| Task statement |
The answer should consist of each line below that contains the word "find".

==== The records ====

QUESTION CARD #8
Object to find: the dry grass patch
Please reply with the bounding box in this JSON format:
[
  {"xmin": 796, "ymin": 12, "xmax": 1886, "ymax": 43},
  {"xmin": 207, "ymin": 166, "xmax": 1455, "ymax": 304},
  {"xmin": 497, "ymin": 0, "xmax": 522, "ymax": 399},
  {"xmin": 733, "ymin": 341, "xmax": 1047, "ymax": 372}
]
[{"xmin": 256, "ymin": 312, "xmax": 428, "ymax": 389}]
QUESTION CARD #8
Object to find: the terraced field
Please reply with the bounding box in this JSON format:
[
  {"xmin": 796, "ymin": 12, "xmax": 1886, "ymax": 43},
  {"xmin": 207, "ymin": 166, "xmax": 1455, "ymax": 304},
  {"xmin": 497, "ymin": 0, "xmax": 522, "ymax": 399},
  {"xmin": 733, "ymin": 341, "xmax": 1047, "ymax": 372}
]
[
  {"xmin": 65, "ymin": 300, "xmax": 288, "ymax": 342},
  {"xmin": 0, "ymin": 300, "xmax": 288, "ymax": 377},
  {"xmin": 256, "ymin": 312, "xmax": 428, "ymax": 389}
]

====

| Exercise answer |
Object to find: the dry grass patch
Object to find: the terraced field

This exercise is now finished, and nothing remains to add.